[DATA RECORDS start]
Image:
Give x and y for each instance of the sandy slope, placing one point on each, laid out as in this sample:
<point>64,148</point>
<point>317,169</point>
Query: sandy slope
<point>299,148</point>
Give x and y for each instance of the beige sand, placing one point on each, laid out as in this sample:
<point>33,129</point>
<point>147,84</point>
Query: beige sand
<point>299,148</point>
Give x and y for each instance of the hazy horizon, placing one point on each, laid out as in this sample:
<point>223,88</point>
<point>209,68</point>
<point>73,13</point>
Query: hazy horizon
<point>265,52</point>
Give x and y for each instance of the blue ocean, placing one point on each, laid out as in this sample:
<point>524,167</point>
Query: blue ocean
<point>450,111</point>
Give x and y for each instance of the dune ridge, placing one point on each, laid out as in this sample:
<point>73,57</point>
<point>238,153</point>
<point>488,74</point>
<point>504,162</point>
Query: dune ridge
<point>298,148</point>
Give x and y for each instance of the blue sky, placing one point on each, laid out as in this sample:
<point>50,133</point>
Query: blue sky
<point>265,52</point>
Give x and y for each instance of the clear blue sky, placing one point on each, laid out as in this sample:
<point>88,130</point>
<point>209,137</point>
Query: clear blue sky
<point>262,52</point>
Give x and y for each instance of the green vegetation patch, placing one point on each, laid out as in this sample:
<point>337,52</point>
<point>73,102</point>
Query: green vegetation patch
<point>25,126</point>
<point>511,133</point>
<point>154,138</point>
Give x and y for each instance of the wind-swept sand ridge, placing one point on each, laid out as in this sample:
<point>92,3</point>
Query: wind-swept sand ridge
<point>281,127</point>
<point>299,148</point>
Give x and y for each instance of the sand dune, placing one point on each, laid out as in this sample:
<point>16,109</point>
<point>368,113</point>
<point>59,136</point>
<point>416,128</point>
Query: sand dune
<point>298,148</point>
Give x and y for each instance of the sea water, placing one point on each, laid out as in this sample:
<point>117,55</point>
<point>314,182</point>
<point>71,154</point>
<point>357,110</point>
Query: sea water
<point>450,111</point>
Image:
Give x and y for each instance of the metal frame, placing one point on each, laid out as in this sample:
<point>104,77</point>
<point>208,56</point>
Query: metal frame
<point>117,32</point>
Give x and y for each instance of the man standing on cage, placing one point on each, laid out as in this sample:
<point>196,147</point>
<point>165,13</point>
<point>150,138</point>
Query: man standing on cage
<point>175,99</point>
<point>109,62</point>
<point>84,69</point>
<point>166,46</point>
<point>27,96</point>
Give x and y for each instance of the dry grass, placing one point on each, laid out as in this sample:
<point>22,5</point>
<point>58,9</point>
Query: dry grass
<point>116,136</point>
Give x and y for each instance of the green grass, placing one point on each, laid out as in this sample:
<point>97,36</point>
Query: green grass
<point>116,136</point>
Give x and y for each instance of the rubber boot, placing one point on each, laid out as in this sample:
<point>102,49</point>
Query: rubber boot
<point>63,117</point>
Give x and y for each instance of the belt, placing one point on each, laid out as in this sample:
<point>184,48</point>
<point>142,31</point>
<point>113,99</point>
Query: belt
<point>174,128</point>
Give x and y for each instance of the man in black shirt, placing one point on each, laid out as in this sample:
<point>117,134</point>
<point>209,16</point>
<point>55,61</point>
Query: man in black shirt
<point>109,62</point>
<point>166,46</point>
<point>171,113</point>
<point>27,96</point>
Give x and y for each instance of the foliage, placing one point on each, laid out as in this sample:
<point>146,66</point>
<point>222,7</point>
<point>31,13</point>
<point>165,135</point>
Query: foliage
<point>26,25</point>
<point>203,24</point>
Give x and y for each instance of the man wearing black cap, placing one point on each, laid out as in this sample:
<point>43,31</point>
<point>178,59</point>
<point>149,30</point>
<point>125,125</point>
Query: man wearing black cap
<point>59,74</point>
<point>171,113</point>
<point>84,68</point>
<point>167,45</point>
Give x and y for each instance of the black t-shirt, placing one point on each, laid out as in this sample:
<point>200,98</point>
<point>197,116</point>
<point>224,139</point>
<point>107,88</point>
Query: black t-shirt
[DATA RECORDS end]
**PROBLEM REQUIREMENTS**
Reproduce all of the entries above word for word, without changing a single character.

**TASK RESPONSE**
Image:
Give x and y for each instance of the sandy slope, placing one point on each, laid out as in this sample:
<point>64,148</point>
<point>317,169</point>
Query: sandy slope
<point>299,148</point>
Give x and y for each instance of the beige sand, placing one point on each, laid out as in this sample:
<point>33,129</point>
<point>147,84</point>
Query: beige sand
<point>299,148</point>
Give x and y for each instance of the hazy horizon, placing one point on each, laid out as in this sample:
<point>223,88</point>
<point>209,68</point>
<point>73,13</point>
Query: hazy horizon
<point>265,52</point>
Give x and y for each instance of the blue ocean, placing one point on each, laid out as in this sample:
<point>524,167</point>
Query: blue ocean
<point>450,111</point>
Give x and y for each instance of the dune ridge, placing one point on each, laid out as in this sample:
<point>73,57</point>
<point>238,153</point>
<point>488,74</point>
<point>504,162</point>
Query: dune ridge
<point>298,148</point>
Give x and y for each instance of the blue sky, placing one point on each, laid out as in this sample:
<point>50,133</point>
Query: blue sky
<point>265,52</point>
Give x and y for each instance of the clear blue sky, placing one point on each, laid out as in this sample:
<point>88,130</point>
<point>209,137</point>
Query: clear blue sky
<point>262,52</point>
Give x and y for each instance of the green vegetation patch, placing one point on each, laid out as in this sample:
<point>337,52</point>
<point>73,102</point>
Query: green vegetation patch
<point>25,126</point>
<point>511,133</point>
<point>154,138</point>
Give x and y for each instance of the wind-swept sand ridge, placing one point on each, laid out as in this sample:
<point>92,3</point>
Query: wind-swept sand ridge
<point>281,127</point>
<point>299,148</point>
Give x and y for each instance of the sand dune, placing one point on each, laid out as in this sample:
<point>16,109</point>
<point>368,113</point>
<point>59,136</point>
<point>416,128</point>
Query: sand dune
<point>298,148</point>
Give x and y for each instance of the sea water, placing one point on each, laid out as in this sample:
<point>117,55</point>
<point>314,182</point>
<point>71,154</point>
<point>357,110</point>
Query: sea water
<point>450,111</point>
Image:
Give x and y for each instance of the metal frame, placing one point on each, laid out as in this sample:
<point>104,77</point>
<point>208,56</point>
Query: metal frame
<point>117,32</point>
Give x and y for each instance of the man standing on cage, placing one point on each, laid out as in this sample:
<point>196,147</point>
<point>165,13</point>
<point>150,138</point>
Query: man standing on cage
<point>175,99</point>
<point>109,62</point>
<point>84,69</point>
<point>166,46</point>
<point>27,96</point>
Give x and y for each instance of the dry grass, placing one point on each, laid out as in this sample:
<point>22,5</point>
<point>58,9</point>
Query: dry grass
<point>116,136</point>
Give x and y for each instance of the green grass, placing one point on each, laid out as in this sample:
<point>97,36</point>
Query: green grass
<point>116,136</point>
Give x and y for each instance of the rubber boot, placing one point on each, laid out as in this sample:
<point>102,49</point>
Query: rubber boot
<point>63,117</point>
Give x and y for each instance of the belt, placing one point on each, laid out as in this sample:
<point>184,48</point>
<point>142,31</point>
<point>113,99</point>
Query: belt
<point>174,128</point>
Give x and y for each instance of the man in black shirt, placing one point on each, laid out as in this sample:
<point>117,134</point>
<point>209,16</point>
<point>55,61</point>
Query: man in black shirt
<point>109,62</point>
<point>166,46</point>
<point>171,113</point>
<point>27,96</point>
Give x and y for each instance of the foliage, placing one point on each, laid out as in this sample:
<point>146,66</point>
<point>222,7</point>
<point>31,13</point>
<point>165,135</point>
Query: foliage
<point>26,25</point>
<point>203,24</point>
Give x and y for each instance of the man wearing black cap, placing one point on each, laid out as in this sample:
<point>43,31</point>
<point>178,59</point>
<point>149,30</point>
<point>125,125</point>
Query: man wearing black cap
<point>59,74</point>
<point>171,113</point>
<point>84,68</point>
<point>167,45</point>
Give x and y for each instance of the black t-shirt, placing one point on each, laid out as in this sample:
<point>200,98</point>
<point>197,116</point>
<point>224,139</point>
<point>107,88</point>
Query: black t-shirt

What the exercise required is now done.